WRITTEN REQUEST
Rewrite the lines below as a Markdown table with the columns "Row" and "Line text," starting at the line that contains "TARGET: tall lamppost" and ending at the very last line, with blank lines left out.

DATA SHOWN
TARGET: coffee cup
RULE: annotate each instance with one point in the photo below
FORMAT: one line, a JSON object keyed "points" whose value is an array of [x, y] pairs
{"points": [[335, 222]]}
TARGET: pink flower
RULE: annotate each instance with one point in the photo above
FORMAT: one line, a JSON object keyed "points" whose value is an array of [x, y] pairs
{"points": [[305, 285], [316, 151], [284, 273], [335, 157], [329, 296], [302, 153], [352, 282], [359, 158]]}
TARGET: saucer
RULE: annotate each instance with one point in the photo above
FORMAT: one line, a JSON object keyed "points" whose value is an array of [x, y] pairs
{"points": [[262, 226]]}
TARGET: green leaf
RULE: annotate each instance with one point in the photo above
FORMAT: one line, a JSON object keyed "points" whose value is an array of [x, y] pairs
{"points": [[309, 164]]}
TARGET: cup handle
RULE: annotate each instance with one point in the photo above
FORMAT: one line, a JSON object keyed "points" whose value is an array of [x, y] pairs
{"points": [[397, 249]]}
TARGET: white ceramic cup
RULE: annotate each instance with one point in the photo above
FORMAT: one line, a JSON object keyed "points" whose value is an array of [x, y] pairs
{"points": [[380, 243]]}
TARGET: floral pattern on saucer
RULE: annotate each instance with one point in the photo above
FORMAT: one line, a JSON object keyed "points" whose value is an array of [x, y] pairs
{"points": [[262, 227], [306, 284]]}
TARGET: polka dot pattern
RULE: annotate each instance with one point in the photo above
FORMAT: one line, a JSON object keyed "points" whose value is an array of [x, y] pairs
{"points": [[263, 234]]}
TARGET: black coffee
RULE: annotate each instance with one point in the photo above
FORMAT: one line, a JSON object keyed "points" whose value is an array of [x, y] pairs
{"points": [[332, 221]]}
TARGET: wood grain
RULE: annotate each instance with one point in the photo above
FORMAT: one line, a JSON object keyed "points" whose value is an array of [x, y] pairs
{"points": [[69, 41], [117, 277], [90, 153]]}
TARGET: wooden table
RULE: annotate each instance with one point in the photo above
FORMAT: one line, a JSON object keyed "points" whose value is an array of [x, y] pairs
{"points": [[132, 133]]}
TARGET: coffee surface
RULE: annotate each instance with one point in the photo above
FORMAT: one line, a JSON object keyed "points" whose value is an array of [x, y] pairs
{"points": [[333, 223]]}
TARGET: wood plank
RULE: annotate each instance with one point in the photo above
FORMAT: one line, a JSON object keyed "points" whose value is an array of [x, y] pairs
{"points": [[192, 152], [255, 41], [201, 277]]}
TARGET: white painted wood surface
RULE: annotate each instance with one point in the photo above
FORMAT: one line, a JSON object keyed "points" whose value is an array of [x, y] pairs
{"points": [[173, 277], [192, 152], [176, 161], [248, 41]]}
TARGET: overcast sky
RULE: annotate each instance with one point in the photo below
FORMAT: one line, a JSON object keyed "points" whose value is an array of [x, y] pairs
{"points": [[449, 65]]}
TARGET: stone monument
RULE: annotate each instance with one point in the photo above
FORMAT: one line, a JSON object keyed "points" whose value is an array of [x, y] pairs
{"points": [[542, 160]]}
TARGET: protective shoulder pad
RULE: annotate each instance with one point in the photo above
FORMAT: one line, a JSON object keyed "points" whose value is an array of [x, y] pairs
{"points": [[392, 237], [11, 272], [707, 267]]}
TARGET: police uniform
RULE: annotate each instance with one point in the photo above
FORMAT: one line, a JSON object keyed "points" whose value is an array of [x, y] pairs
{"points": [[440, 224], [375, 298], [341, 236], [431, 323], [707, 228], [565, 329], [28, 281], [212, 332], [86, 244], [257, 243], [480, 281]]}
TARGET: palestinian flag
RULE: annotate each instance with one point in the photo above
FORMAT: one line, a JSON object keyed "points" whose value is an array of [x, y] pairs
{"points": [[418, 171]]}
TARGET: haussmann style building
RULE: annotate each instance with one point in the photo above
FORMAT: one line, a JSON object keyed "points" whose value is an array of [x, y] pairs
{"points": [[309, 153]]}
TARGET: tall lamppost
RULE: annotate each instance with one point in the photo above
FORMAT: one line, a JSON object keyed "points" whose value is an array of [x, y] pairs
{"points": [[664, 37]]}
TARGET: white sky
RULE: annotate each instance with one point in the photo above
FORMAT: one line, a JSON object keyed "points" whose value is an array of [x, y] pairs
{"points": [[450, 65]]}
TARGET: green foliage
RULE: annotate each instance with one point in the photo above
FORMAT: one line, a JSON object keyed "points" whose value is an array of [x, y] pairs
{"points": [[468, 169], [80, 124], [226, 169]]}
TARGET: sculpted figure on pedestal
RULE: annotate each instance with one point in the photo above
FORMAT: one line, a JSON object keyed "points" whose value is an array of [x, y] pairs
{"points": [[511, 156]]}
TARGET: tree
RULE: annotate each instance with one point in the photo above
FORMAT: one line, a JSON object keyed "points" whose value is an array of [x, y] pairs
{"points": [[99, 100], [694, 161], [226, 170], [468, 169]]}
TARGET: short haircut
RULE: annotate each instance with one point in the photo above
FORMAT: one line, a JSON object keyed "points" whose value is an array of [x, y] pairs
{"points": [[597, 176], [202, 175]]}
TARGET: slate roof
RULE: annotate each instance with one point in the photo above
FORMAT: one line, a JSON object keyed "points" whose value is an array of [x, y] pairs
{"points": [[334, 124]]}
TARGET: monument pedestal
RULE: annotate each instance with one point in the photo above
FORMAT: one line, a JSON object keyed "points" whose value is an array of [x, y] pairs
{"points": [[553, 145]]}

RESULT
| Row | Line text |
|---|---|
| 1 | TARGET: tall lamppost |
| 2 | RULE: annotate each instance with one point in the photo above |
| 3 | FORMAT: one line, a JSON object keyed "points" whose value is an array of [x, y] pairs |
| 4 | {"points": [[664, 37]]} |
| 5 | TARGET: white sky |
| 6 | RULE: annotate each instance with one point in the photo above |
| 7 | FORMAT: one line, a JSON object keyed "points" whose value is an array of [x, y] pairs |
| 8 | {"points": [[450, 65]]} |
| 9 | TARGET: green foliage |
| 10 | RULE: annotate each instance with one point in the photo above |
| 11 | FORMAT: one line, a JSON object keyed "points" whose value is an array of [x, y] pairs |
| 12 | {"points": [[468, 169], [80, 124], [226, 169]]} |
| 13 | TARGET: sculpted figure on pedestal |
| 14 | RULE: annotate each instance with one point in the photo above |
| 15 | FORMAT: one line, a JSON object keyed "points" whose value is an array of [x, y] pairs |
| 16 | {"points": [[511, 156]]} |
| 17 | TARGET: tree |
| 18 | RULE: annotate each instance with one point in the photo above |
| 19 | FORMAT: one line, a JSON object keyed "points" whose value is an array of [x, y] pairs |
| 20 | {"points": [[99, 100], [694, 161], [226, 170], [468, 169]]} |
| 21 | TARGET: short haircut |
| 22 | RULE: annotate each instance with one point in the photo above |
| 23 | FORMAT: one line, a JSON object keyed "points" whose value is an array of [x, y] pairs |
| 24 | {"points": [[597, 176], [202, 175]]} |
| 25 | TARGET: slate roof |
| 26 | RULE: annotate each instance with one point in the photo above |
| 27 | FORMAT: one line, a JSON object keyed "points" whose value is an array of [x, y] pairs |
| 28 | {"points": [[334, 124]]} |
| 29 | TARGET: monument pedestal |
| 30 | RULE: annotate each instance with one point in the photo above |
| 31 | FORMAT: one line, a JSON object keyed "points" whose value is an array of [x, y] pairs |
| 32 | {"points": [[553, 145]]} |